これは後腹膜の脂肪肉腫の患者さんです。ここに見えているのが腎臓です。こちらが右側、こちらが左側、病気はどれかというと、この黒い部分が病気です。ちょうどおへその辺りにあたりますけども、これが後腹膜にできた脂肪肉腫です。こういう手術は、私たちの病院では骨軟部腫瘍科と、後腹膜腫瘍科と、場合によっては大腸外科の先生と一緒に、いくつかの診療科が協力して手術をすることになります。この患者さんも手術を受けられて、現在術後2年たちますが、ここに腎臓があります。腫瘍は一応どこにも見えないところまで、きちんと取ることができました。当然再発の危険性ありますけども、この患者さんも、現在マラソンを走るくらい元気にしておられます。

そういう治療を専門病院ではするわけですが、きちんとした治療をきちんとした診断にのっとってやるかやらないかというのは、その患者さんの予後を大きく左右します。最初の1回目の手術というのは、非常にそういう意味では大事です。手術に至るまで、きちんとガイドラインにのっとって治療されたかどうか、あるいは専門的な病院で治療を受けたかどうかということを、フランスで調べたデータがありました。ガイドラインにのっとって治療受けた患者さんの予後は、そうでなかった患者さんの予後より、良いということが示されています。専門病院かそうでないか、これはなかなか難しい。

いろいろな議論があると思いますけれど、フランスのデータでは専門病院で治療したほうが良かったと言われています。これが標準的な肉腫の手術です。こういうことを考えながら手術をするわけですが、それでもなかなか取りきれない。もう少し良くしたいということは、現在もまだまだたくさんの患者さんがいらっしゃる。そういう例をいくつかお見せしたいと思います。

この患者さんは左の鼠径部(そけいぶ)です。股の付け根に、この大きな病気ができてしまったわけですけども、こちらが右の足、こちらが左の足、右の足を見ていただくと、ここに大腿動静脈と書きましたが、足をつかさどっているどうしても残さないといけない血管があります。これは残さないと足は残らないわけですが、この患者さんは残念ながら、この左の足見ていただくと、血管も神経もどこにあるかわからない状態で来られました。

保存データ項目
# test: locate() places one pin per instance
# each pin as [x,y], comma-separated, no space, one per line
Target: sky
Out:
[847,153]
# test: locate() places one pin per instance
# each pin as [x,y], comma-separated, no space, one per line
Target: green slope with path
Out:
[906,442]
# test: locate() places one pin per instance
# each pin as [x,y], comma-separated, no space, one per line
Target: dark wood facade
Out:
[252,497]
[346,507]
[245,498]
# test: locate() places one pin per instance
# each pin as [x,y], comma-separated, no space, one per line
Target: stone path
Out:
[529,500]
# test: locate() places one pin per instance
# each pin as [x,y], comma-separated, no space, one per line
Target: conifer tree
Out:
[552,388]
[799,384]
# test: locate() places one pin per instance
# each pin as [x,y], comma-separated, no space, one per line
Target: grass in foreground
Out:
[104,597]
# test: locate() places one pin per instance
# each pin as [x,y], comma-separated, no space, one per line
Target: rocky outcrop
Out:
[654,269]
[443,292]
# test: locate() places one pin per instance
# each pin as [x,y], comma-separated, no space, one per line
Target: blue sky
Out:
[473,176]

[作業一覧]:
a - 肉腫手術の講演の本文のうち、「そういう治療を専門病院ではす」から「つかお見せしたいと思います。」までを（両端の語句も含めて）、「フランス」を「ドイツ」に置き換えて書き直すこと。
b - 肉腫手術の講演の本文によると、フランスで調べたデータでは、ガイドラインにのっとって治療を受けた患者さんの予後はどうだったか。
c - 肉腫手術の講演の本文を、最後の文の後から書き継ぐこと。
記録は参照しなくてよい。

[解答欄]:
a -
そういう治療を専門病院ではするわけですが、きちんとした治療をきちんとした診断にのっとってやるかやらないかというのは、その患者さんの予後を大きく左右します。最初の1回目の手術というのは、非常にそういう意味では大事です。手術に至るまで、きちんとガイドラインにのっとって治療されたかどうか、あるいは専門的な病院で治療を受けたかどうかということを、ドイツで調べたデータがありました。ガイドラインにのっとって治療受けた患者さんの予後は、そうでなかった患者さんの予後より、良いということが示されています。専門病院かそうでないか、これはなかなか難しい。

いろいろな議論があると思いますけれど、ドイツのデータでは専門病院で治療したほうが良かったと言われています。これが標準的な肉腫の手術です。こういうことを考えながら手術をするわけですが、それでもなかなか取りきれない。もう少し良くしたいということは、現在もまだまだたくさんの患者さんがいらっしゃる。そういう例をいくつかお見せしたいと思います。

b - そうでなかった患者さんの予後より良かった。

c -
きちんと取るためには、この範囲を取らないといけないが、これを取ってしまうと足の血管も無くなるし、こんなに大きく取ると傷も閉じられないということになるので、一昔前であればまず間違いなく切断という選択しかなかったわけです。この血流と創閉鎖を現在では、なんとかしようということでトライをしています。この患者さんは取ってしまった血管を人工血管で再建して、閉じられない皮膚を、おなかの皮膚を持って来て閉じるということをして、腫瘍を残して病気をコントロールすることができました。血行再建と遊離筋皮弁移植、こういう手術ががんセンターでは、おそらく4分の1くらい、最近どんどん増えてきています。こういう手術をしています。

これはまた別の患者さんですけども、膝の後ろにできた大きな脂肪肉腫です。膝の後ろです。ここには足の大事な神経があります。坐骨神経、足首を動かしている神経です。それが無くなってしまうと足首が動きません。その神経がどこにあるかというと、この腫瘍のど真ん中にあるんです。来られた時にはこういう状態だった。これを切ってしまうと、足が動かないので切断しかないかということですが、この患者さんは術前に放射線治療を受けて、色が少し変わっているのがわかると思いますが、腫瘍を少し殺して、腫瘍の活きを悪くして、この神経だけを何とか残すというような試みをしました。

坐骨神経を温存して血管は人工血管を、先ほどと同じようにつないで、足を残して手術を致しました。現在術後7年ですが幸い再発もなく、ちゃんと歩いて外来に来ておられます。

もう少し上になってきました。これ後腹膜にできた大きな脂肪肉腫の患者さんです。先ほどお見せしたとおり骨盤にできたこの黄色でポイントしたところに腫瘍があります。腎臓から鼠径部(そけいぶ)を通って太ももまで、非常に大きな腫瘍がある。これを取ることは、なかなかこのままでは難しい。

手術不可能かなと考えられた患者さんでありますが、この患者さんに術前に化学療法を行って、放射線を当てて、腫瘍は幸いここまで小さくすることができました。ここまで小さくしたところで手術をして腫瘍を取りきる。それまでであれば取れなかったものを、取るようにするという試みも成されています。

最後に、手足を残すことができるかどうかということのお話をしたいと思いますが、この患者さんは10歳から9歳くらいの男の子でしたが、この脛骨(けいこつ)と言われる向こうずねに骨肉腫ができました。腫瘍はちゃんと取って人工関節を入れるのですが、9歳の男の子の膝に人工関節を入れるとどうなるかというと、術後何年かたつと足の長さが違ってくる。当然お子さんはどんどん大きくなりますから、そのままでは右と左の足の長さが違って、いわゆる脚長差というのが出てきてしまう。この脚長差が5センチ以上あると人間は歩けないと言われています。3センチまでだったらなんとかなるけども、5センチあるとどうしても歩けない。

これはなんとかしないと手足は残せないわけですが、最近ではこういうことがよくされています。この患者さんは8歳の男児で、左の大腿骨にできた骨肉腫という病気でしたが、腫瘍を取って延長型の人工関節、少し特殊な人工関節を入れました。この人工関節は傷が治った後、小さな手術をして、このネジをぐるぐる回すと、1回回すと1ミリ伸びるという非常に原始的な、だけど信頼のおける人工関節です。そういう手術を何度か行うことによって、足を徐々に伸ばしていってあげることができました。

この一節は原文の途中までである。